THE REQUEST> Copy every record exactly, and keep the pictures out.

MATERIAL TO PROCESS>

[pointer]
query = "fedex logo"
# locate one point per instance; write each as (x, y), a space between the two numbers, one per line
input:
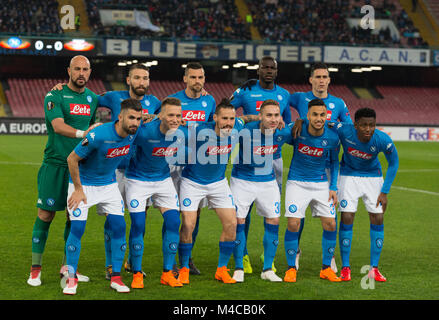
(263, 150)
(310, 151)
(80, 109)
(194, 115)
(219, 150)
(424, 134)
(118, 152)
(164, 152)
(359, 154)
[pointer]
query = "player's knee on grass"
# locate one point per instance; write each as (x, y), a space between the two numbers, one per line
(293, 224)
(376, 218)
(347, 217)
(46, 216)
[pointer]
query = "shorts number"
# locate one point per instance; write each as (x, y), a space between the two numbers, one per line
(231, 198)
(277, 207)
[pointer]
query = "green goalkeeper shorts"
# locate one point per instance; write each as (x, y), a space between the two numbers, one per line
(53, 183)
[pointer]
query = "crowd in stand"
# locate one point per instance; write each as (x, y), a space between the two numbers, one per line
(298, 21)
(311, 21)
(29, 17)
(187, 19)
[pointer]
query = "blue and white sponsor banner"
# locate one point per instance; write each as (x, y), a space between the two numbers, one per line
(377, 56)
(211, 50)
(436, 57)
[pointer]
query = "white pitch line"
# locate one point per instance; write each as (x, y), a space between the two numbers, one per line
(416, 190)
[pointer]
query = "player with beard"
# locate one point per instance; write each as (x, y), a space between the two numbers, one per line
(204, 177)
(250, 97)
(92, 165)
(70, 114)
(197, 107)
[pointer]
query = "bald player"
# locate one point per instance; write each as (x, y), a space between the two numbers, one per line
(70, 115)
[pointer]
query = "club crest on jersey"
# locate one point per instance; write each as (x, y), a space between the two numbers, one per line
(194, 115)
(343, 203)
(187, 202)
(80, 109)
(359, 154)
(77, 212)
(118, 152)
(310, 151)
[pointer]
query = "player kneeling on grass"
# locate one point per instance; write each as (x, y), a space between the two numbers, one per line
(148, 177)
(308, 185)
(92, 165)
(361, 176)
(254, 180)
(204, 177)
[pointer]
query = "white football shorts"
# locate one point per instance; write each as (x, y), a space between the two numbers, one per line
(278, 166)
(176, 178)
(162, 193)
(218, 195)
(350, 189)
(301, 194)
(107, 199)
(265, 195)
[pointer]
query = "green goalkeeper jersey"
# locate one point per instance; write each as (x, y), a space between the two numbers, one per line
(78, 111)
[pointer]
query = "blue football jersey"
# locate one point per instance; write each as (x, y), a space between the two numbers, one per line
(210, 156)
(336, 107)
(256, 152)
(361, 159)
(196, 110)
(112, 99)
(309, 157)
(251, 100)
(102, 151)
(155, 151)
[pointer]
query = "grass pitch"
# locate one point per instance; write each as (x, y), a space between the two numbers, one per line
(409, 259)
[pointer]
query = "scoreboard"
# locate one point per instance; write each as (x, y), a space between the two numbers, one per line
(44, 46)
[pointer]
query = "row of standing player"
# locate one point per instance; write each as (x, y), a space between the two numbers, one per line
(194, 78)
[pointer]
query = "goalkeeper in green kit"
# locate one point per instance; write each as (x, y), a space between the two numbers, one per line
(70, 114)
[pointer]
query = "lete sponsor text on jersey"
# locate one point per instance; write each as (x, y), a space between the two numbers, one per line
(194, 115)
(164, 152)
(310, 151)
(359, 154)
(80, 109)
(263, 150)
(118, 152)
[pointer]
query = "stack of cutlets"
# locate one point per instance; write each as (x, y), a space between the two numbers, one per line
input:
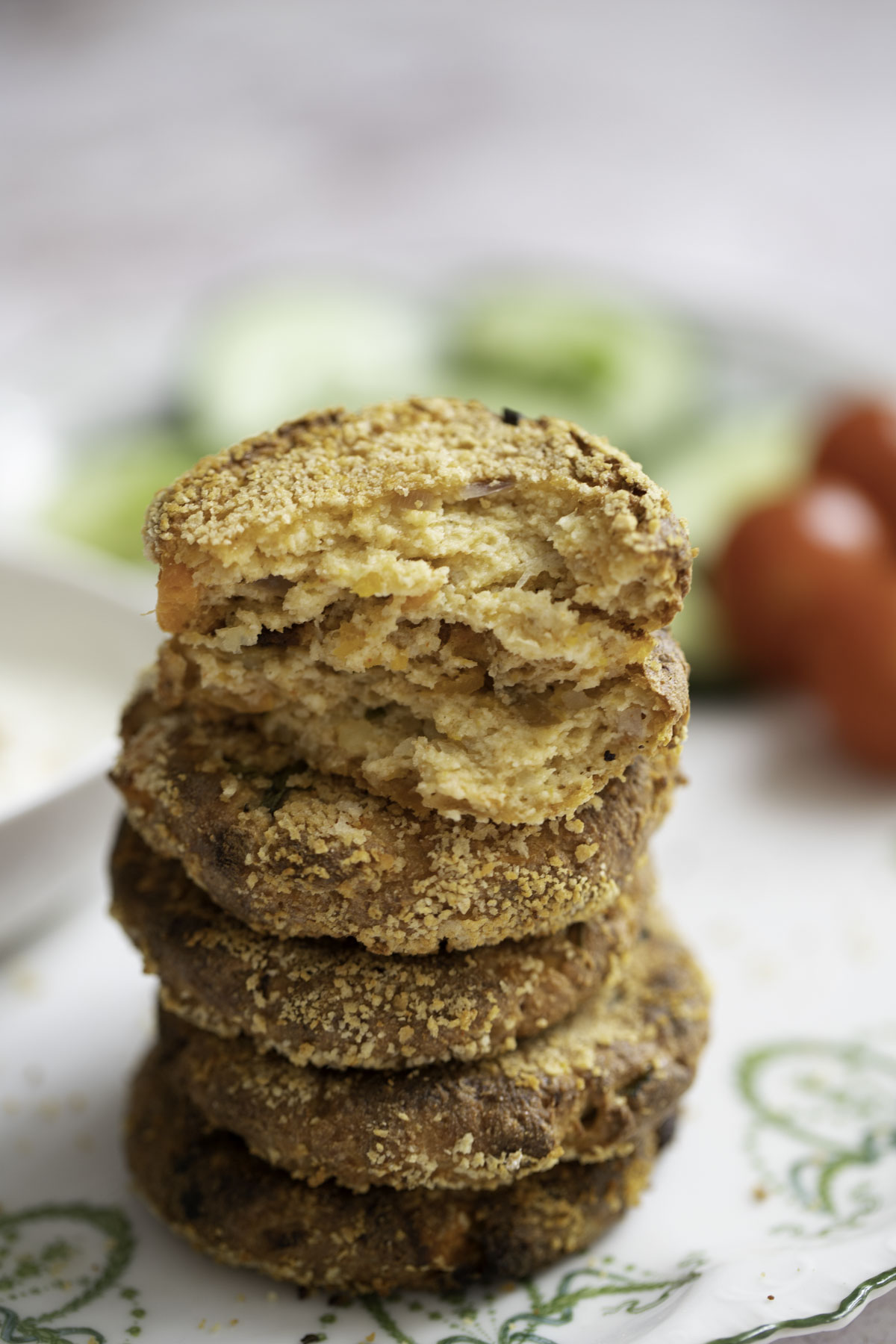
(388, 794)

EXERCISE SOLUTION>
[pointer]
query = "fedex logo"
# locate one point per instance; write each as (x, y), a space between the two numbers, one per line
input:
(263, 150)
(310, 151)
(80, 109)
(194, 115)
(219, 150)
(424, 134)
(118, 152)
(164, 152)
(359, 154)
[pointer]
query = "player's knee on grass"
# locate one point per instance; write each as (x, y), a space between the two numbers, one per line
(293, 224)
(376, 218)
(347, 217)
(46, 216)
[pointer]
query = "shorts number"
# locate one point per instance; write each as (x, y), a space between the two numbers, one per line
(231, 198)
(277, 207)
[pointer]
query = "green goalkeeper shorts"
# locate one point per instance; write each as (x, y), a space between the two numbers, one per line
(53, 183)
[pointer]
query = "crowd in stand"
# locate one point per instance; write each as (x, y), a space between the two numbers, one per line
(298, 21)
(311, 21)
(29, 17)
(187, 19)
[pointer]
query = "blue and white sponsor banner"
# locate one point per instance; write each as (x, y), a space between the two numbers, one per line
(377, 56)
(211, 50)
(436, 57)
[pointer]
query = "white pitch line"
# locate one point per instance; write each as (x, y), a space between the two numbers, one per line
(416, 190)
[pointer]
query = "player with beard"
# locate one point per instance; write each as (x, y), a space between the two numbers, one per line
(204, 177)
(250, 97)
(92, 165)
(70, 114)
(197, 107)
[pointer]
query = "bald player"
# locate one point per instance; write each as (x, y), a space between the two numbers, one per line
(70, 115)
[pointer]
query = "club crest on jersey"
# locate one point per instance; write each as (x, y), a space between the two numbers, one per line
(194, 115)
(343, 203)
(187, 202)
(80, 109)
(359, 154)
(77, 212)
(118, 152)
(310, 151)
[pointer]
query = "player kneeling on grass"
# locate one point per instance; write each as (x, y), a space between the two numbers, one per line
(148, 177)
(308, 185)
(92, 165)
(361, 176)
(254, 180)
(204, 177)
[pointer]
query = "white football shorts"
# locate one point per instance; write each as (x, y), a space between the two numbers, one per line
(278, 166)
(176, 178)
(162, 193)
(218, 195)
(350, 189)
(301, 194)
(107, 199)
(265, 195)
[pointer]
query = "green goalkeeper jersey"
# locate one point per instance; write each as (x, y), a space between the two numbers, one per line
(78, 111)
[pointer]
query = "blue football jersey"
# locate one point per instance; write each as (x, y), a space between the two numbers, one per line
(210, 156)
(336, 107)
(256, 152)
(361, 159)
(196, 110)
(112, 99)
(309, 157)
(251, 100)
(102, 151)
(155, 151)
[pointer]
query = "grass pitch"
# locate one point per instance; write each as (x, y), a space between the two numbers, one per line
(409, 259)
[pointer]
query = "scoreboard"
# locate one point per instance; write each as (x, y), a space between the two numbers, one per line
(44, 46)
[pointer]
query = "row of standing player"
# locate one point per instance; write each as (x, y), a space between the two numbers, one per line
(194, 78)
[pointer]
query = "goalkeeper in green kit"
# locate one point per instance; write each as (x, y), a space between the two numbers, one per line
(70, 114)
[pointer]
query = "lete sponsor text on jersey"
# locate one point per instance; write each as (x, y), a space between the two numbers, one per line
(194, 115)
(164, 152)
(310, 151)
(359, 154)
(80, 109)
(263, 150)
(118, 152)
[pointer]
query = "stack of cutlets"
# locate one point per instance; write each as (x, y), a space between the two numbers, one per line
input:
(388, 794)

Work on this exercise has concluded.